## [Task instructions]
a. Quote the passage of the Yuen Long attack report between "Ng told the" and "often anti-war graffiti.", inclusive.
b. List every part of the body where the Yuen Long attack report says the victims were injured.
c. Summarize the Yuen Long attack report in two sentences.

6 in hospital following 10-person attack outside Yuen Long station’s Lennon Wall

Video of the moment a group of men attack six people outside a Lennon Wall at Yuen Long MTR station. Screengrabs via Facebook video.
Video of the moment a group of men attack six people outside a Lennon Wall at Yuen Long MTR station. Screengrabs via Facebook video.

Six people have been sent to hospital after being attacked by 10 masked men wielding sticks outside a Lennon Wall at Yuen Long MTR station.

According to RTHK, six people — four men and two women, aged 16 to 42 — were sent to hospital in a conscious state at after being attacked by 10 assailants who were wearing dark tops and masks at around 11pm. Police also treating the matter as a wounding and theft case as a phone worth about HK$10,000 (US$1,300) was stolen.

The victims sustained various injuries to their heads, hands, eyes, and faces, and were taken to Pok Oi Hospital. They were also accompanied to the hospital by Yuen Long district councillor Ng Kin-wai, who rushed to the scene after learning about the attack.

A short video of the attack was shared online by Yuen Long district councillor Tommy Cheung, who said he received reports that local villagers or triads were allegedly attacking pedestrians.

No one has been arrested yet, and HK01 reports the case is being looked into by the Yuen Long police district’s anti-triad unit.

Although it’s not entirely clear what happened, HK01 reports that the six people were among those putting up fliers and posters on a wall at the MTR station, which has been turned into a Lennon Wall.

Ng told the outlet that some of the assailants had been spotted standing nearby, acting suspiciously and holding up their phones. When someone tried to approach them, the six to eight men rushed the group.

“Lennon Walls” are public spaces covered in Post-It notes and flyers bearing messages of support for Hong Kong’s anti-government protest movement. The walls trace their lineage back to 1980s Prague, where a mural memorializing John Lennon after his assassination became a clearinghouse for politically inflected, often anti-war graffiti.

The concept first cropped up in Hong Kong during the 2014 Umbrella Movement, and since the start of the current protest movement, the displays have appeared in many public places, such as pedestrian subways and tunnels.

The Lennon Walls have repeatedly been at the center of scuffles between pro-democracy and pro-Beijing supporters, with more serious incidents including the stabbing of a student inside Tai Po’s Lennon Tunnel in October, and a man wounding three people with a knife at a Lennon Wall in Tseung Kwan O in August.

## [Supplied material]
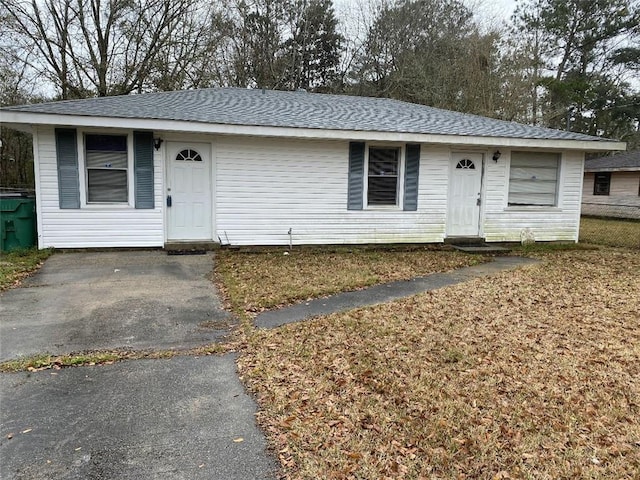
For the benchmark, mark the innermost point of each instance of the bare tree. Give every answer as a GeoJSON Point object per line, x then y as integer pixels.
{"type": "Point", "coordinates": [91, 47]}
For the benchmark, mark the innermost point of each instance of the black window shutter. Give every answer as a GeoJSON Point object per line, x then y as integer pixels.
{"type": "Point", "coordinates": [143, 168]}
{"type": "Point", "coordinates": [356, 175]}
{"type": "Point", "coordinates": [411, 172]}
{"type": "Point", "coordinates": [67, 164]}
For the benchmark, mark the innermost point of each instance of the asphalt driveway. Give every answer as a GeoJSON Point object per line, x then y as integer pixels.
{"type": "Point", "coordinates": [181, 418]}
{"type": "Point", "coordinates": [102, 300]}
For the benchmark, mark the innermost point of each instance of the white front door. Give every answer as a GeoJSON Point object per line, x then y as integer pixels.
{"type": "Point", "coordinates": [188, 196]}
{"type": "Point", "coordinates": [465, 195]}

## [Solutions by task]
a.
Ng told the outlet that some of the assailants had been spotted standing nearby, acting suspiciously and holding up their phones. When someone tried to approach them, the six to eight men rushed the group.

“Lennon Walls” are public spaces covered in Post-It notes and flyers bearing messages of support for Hong Kong’s anti-government protest movement. The walls trace their lineage back to 1980s Prague, where a mural memorializing John Lennon after his assassination became a clearinghouse for politically inflected, often anti-war graffiti.

b. heads, hands, eyes, faces

c. Six people aged 16 to 42 were sent to hospital after masked men wielding sticks attacked them outside a Lennon Wall at Yuen Long MTR station. No one has been arrested, and the case is being looked into by the Yuen Long police district's anti-triad unit; Lennon Walls, which carry messages supporting Hong Kong's anti-government protest movement, have repeatedly been at the center of scuffles between pro-democracy and pro-Beijing supporters.